31 de agosto de 2009

Sobre a incompatibilidade entre o socialismo e papel higiênico*

Há vários anos venho escrevendo sobre a incompatibilidade entre socialismo e papel higiênico. Nas rápidas incursões que fiz a países soviéticos, era o primeiro problema a resolver no hotel. Jamais havia papel no banheiro, era preciso reivindicá-lo na portaria. O funcionário perguntava então quantos dias você ficaria no hotel, avaliava no olhômetro a metragem que você necessitaria e a destacava de um rolo. Mais papel, só pedindo de novo.

Vários leitores, lembrados de meus artigos, estão me enviando notícias de Cuba, onde teria chegado esta crise peculiar. Segundo The Miami Herald, la escasez de papel higiénico en Cuba ha llevado a sus residentes a recurrir a la creatividad. Actualmente, los cubanos han optado por emplear los ejemplares del diario

Normal. Mas não acredito que a falta de papel higiênico tenha se manifestado apenas agora. Num país onde as pessoas vivem em nível de fome, desde há muito os cubanos devem estar conferindo ao Granma a única utilidade que o jornal tem. Não gosto de trocadilhos, mas vamos lá. Seu endereço eletrônico é granma.cu. Para o leitor lusófono, pelo menos, desde há muito estava predestinado a tão nobre função.

Segundo as autoridades cubanas, la escasez es resultado de la crisis financiera global y los tres ciclones devastadores del verano pasado, que obligaron a reducir las importaciones. La producción nacional de varios productos ha caído debido a las restricciones en la generación de electricidad y la importación de materias primas.

Crise e ciclones um cazzo. A escassez de papel higiênico no mundo comunista já está implícita nas primeiras páginas de O Capital, ainda que Marx não aborde o delicado tema. Esta carência eu a conheci, em meus dias de guri. Não tínhamos tais luxos lá no Ponche Verde. Usava-se guanxuma, alho-bravo e mesmo sabugos. Com a chegada de alguns jornais àqueles pagos, houve um salto qualitativo na higiene anal. Não sei se alguém lembra de uma revista de extrema direita dos anos 60, editada pelo IBAD, chamada Ação Democrática. Sei lá como, ela chegava lá no campo. Era publicada em papel couché, tudo muito chique mas pouco adequado às escatológicas necessidades humanas. Mas muito melhor que guanxuma.

■ Trecho dos dados ■
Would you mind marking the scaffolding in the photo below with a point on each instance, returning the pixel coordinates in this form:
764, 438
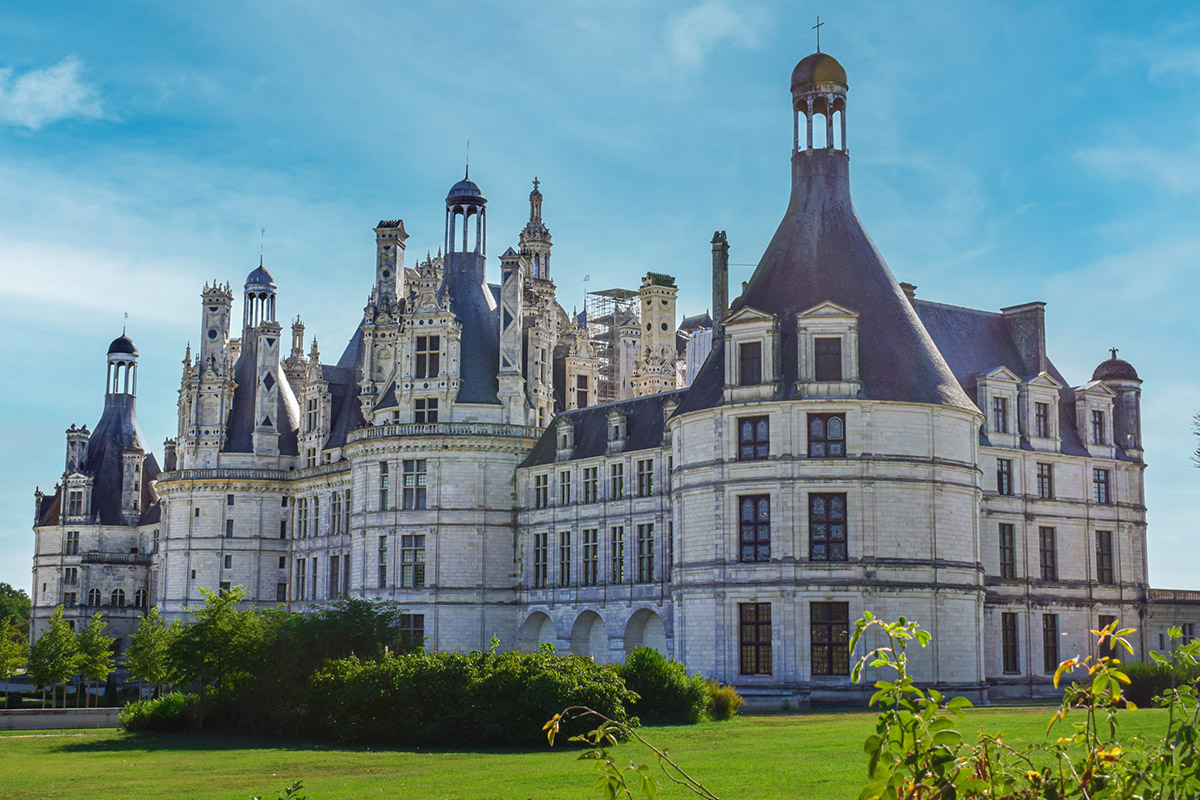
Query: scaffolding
607, 311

■ Desafio ■
Transcreva, do texto sobre socialismo e papel higiênico, o trecho de "Normal. Mas não" até "tão nobre função.". Os dados formam um material à parte, sem ligação com o texto.

■ Solução do problema ■
Normal. Mas não acredito que a falta de papel higiênico tenha se manifestado apenas agora. Num país onde as pessoas vivem em nível de fome, desde há muito os cubanos devem estar conferindo ao Granma a única utilidade que o jornal tem. Não gosto de trocadilhos, mas vamos lá. Seu endereço eletrônico é granma.cu. Para o leitor lusófono, pelo menos, desde há muito estava predestinado a tão nobre função.